### WHAT YOU SHOULD DO
Starting with the line that contains "Question: For every instance of the black" and going on through the line that contains "[(109, 90)]", give the data below again with "innermost point" switched to "center point" and everything else left unchanged.
--------------------
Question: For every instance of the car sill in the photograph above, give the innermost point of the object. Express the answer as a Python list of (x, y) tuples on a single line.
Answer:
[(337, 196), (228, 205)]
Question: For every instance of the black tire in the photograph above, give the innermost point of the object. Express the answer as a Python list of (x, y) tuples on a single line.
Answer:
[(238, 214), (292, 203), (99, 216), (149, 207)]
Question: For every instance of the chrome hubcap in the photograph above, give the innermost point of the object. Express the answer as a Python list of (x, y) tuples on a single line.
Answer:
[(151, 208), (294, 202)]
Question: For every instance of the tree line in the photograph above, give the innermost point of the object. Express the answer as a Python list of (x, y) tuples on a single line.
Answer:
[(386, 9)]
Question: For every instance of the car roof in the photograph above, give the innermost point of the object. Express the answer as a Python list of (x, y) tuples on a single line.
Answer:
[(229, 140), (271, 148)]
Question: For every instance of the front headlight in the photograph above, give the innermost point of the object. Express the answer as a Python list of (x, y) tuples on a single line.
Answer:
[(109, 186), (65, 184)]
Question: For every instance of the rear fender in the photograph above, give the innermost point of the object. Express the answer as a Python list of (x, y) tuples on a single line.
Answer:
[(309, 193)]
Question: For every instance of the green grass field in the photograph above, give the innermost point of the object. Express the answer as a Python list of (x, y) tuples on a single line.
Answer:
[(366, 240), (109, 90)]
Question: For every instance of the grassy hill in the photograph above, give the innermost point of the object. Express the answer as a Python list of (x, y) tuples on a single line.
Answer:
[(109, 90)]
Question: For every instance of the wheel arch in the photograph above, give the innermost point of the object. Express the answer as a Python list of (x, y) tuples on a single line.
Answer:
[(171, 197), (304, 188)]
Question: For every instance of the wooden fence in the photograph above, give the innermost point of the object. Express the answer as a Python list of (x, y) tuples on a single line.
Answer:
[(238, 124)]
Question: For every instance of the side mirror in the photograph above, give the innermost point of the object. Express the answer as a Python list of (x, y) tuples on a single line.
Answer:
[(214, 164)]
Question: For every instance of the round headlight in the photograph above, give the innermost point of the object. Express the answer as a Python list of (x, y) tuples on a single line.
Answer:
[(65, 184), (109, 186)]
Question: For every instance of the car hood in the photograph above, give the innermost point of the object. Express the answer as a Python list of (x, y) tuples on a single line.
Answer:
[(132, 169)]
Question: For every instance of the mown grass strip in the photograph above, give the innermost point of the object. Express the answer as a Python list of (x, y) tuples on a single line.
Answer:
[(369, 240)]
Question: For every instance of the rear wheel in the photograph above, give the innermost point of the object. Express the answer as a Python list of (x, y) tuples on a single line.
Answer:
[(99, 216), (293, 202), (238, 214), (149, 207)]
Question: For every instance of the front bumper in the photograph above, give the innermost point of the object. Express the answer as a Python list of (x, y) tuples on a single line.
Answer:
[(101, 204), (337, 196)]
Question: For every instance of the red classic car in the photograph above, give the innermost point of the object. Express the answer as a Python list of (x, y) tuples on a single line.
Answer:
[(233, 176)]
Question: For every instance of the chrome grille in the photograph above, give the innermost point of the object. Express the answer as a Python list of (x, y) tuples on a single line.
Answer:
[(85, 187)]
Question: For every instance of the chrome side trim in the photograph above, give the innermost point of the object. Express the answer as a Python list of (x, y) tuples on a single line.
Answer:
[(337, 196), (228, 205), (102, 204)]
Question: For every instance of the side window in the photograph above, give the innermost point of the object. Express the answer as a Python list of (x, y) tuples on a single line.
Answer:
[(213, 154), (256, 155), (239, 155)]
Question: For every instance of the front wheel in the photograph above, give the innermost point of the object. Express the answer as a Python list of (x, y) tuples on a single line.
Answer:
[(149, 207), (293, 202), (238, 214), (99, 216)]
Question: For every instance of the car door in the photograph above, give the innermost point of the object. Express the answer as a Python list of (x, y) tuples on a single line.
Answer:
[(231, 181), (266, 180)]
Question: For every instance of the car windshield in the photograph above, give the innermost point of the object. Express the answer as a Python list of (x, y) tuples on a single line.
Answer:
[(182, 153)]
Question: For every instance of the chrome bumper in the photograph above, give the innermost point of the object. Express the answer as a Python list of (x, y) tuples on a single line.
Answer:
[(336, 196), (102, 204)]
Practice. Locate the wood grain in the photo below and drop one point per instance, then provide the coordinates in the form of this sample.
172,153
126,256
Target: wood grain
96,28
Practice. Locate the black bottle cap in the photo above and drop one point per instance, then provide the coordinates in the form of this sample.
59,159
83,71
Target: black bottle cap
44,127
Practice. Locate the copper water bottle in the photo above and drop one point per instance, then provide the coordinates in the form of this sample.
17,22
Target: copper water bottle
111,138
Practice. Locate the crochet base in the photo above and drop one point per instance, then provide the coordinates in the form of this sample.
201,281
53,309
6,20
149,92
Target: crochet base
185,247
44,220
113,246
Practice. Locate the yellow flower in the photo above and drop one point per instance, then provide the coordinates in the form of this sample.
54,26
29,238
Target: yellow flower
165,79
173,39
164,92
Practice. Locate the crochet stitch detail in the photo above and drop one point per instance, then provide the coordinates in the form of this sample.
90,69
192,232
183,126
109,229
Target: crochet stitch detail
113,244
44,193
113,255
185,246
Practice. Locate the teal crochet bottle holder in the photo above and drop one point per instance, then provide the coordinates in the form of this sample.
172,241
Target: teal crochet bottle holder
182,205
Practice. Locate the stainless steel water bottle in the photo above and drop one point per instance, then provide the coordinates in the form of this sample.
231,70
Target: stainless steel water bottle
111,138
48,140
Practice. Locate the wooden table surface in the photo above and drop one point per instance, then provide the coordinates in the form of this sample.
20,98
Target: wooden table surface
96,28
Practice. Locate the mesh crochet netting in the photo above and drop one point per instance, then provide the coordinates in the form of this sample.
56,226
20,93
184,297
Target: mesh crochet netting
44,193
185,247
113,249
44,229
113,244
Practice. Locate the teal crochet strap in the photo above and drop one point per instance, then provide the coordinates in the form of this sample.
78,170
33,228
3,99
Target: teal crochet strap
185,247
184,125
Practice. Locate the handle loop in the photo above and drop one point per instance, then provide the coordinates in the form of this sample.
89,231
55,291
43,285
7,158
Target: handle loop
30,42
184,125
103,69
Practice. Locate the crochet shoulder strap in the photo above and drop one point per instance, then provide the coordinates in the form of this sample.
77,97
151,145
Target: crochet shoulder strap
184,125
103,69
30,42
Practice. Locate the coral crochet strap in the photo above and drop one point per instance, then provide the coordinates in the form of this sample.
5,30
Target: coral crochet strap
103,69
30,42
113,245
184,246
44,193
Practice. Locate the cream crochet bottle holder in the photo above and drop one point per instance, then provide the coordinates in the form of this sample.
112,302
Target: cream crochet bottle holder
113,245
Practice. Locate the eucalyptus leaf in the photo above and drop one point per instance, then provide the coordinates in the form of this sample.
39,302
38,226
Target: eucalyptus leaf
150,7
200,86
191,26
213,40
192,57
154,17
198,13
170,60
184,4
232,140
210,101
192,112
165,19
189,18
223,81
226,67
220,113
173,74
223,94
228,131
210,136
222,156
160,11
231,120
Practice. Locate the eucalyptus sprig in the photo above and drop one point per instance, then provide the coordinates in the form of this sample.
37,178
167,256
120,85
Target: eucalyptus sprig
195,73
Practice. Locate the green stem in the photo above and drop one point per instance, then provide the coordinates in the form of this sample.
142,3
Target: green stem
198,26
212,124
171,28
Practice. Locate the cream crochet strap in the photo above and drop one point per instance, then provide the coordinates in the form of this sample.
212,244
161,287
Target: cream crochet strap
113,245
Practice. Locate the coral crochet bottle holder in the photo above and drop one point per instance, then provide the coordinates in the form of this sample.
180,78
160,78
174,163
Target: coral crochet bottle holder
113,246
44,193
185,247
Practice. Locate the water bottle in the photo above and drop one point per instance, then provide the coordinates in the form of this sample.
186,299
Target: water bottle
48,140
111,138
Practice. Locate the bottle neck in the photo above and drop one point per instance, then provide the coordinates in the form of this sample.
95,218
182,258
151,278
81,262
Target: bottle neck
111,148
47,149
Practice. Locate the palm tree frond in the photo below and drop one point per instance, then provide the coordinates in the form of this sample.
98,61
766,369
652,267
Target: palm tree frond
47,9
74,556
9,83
--------------------
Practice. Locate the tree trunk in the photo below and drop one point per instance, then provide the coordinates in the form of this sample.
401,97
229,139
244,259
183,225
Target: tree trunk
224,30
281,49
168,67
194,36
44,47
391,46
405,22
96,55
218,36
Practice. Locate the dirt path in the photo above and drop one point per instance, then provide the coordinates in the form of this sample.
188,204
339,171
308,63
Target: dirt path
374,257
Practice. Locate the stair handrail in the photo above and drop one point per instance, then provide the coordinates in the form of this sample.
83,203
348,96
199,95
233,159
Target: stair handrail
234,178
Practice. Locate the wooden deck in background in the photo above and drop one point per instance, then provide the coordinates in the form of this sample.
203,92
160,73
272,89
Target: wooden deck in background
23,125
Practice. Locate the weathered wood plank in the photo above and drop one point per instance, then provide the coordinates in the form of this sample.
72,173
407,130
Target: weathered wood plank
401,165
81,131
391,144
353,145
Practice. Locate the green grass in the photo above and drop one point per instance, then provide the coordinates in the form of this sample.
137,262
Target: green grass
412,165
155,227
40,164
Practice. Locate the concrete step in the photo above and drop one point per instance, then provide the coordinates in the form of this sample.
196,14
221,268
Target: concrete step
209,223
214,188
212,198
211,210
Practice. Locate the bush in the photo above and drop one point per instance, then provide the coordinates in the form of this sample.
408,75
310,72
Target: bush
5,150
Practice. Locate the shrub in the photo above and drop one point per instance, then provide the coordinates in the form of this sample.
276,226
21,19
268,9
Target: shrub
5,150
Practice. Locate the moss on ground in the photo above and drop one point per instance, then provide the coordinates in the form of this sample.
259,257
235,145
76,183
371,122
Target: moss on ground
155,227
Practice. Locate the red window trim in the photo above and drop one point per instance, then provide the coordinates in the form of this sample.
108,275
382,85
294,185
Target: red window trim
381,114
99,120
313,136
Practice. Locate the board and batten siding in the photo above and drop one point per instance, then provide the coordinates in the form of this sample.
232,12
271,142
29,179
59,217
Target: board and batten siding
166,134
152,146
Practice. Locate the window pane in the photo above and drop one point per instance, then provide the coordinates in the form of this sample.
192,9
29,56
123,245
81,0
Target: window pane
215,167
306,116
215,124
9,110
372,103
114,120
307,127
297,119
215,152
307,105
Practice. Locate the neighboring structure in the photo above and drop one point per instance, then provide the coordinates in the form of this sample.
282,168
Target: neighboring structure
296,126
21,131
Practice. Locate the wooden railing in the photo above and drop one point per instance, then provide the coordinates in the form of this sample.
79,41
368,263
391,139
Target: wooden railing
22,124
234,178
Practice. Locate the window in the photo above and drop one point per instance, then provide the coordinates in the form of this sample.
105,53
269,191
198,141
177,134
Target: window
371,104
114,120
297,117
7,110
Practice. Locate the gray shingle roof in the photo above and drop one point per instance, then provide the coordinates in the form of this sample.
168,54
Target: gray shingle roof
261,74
--------------------
### WRITTEN SOLUTION
Question: For every instance of the black tire in the photograph above, give the center point of the object. Express the answer as a Python list of (x, y) tuples on a single line.
Answer:
[(238, 214), (292, 203), (99, 216), (149, 207)]
Question: For every instance of the chrome hubcap in the photograph above, give the center point of the object. Express the answer as a Python list of (x, y) tuples on a single line.
Answer:
[(151, 208), (294, 202)]
Question: For every instance of the tree line in the photograph above, give the center point of the object. Express the answer as a Python list of (x, y) tuples on a single line.
Answer:
[(386, 9)]
Question: For every instance of the car roof in the photograph above, give the center point of the object. Express the answer as a Python list of (x, y) tuples on a single line.
Answer:
[(229, 140), (271, 148)]
Question: For every instance of the front headlight in the photograph above, give the center point of the object. Express the answer as a Python list of (x, y) tuples on a single line.
Answer:
[(109, 186), (65, 184)]
Question: For every instance of the rear fender in the photograph above, give the center point of the object. Express the answer as a Python list of (x, y) tuples on a single line.
Answer:
[(309, 193)]
Question: For every instance of the green grass field in the photograph above, give the center point of the object. Express the answer as a Python list of (x, y) tuples on a single line.
Answer:
[(366, 240), (109, 90)]
Question: For every instance of the grassy hill in the photograph above, give the center point of the object. Express the answer as a Python list of (x, y) tuples on a single line.
Answer:
[(109, 90)]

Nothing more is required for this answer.